:: Problem details ::
Please write the following entries out once more, exactly.

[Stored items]
== == ==

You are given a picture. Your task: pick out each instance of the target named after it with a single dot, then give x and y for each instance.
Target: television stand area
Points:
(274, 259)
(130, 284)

== == ==

:: Solved exercise ::
You are given a picture. Your task: pick out each instance of the target named after it with a single dot, then give x and y for each instance.
Target: television stand area
Points:
(274, 259)
(130, 284)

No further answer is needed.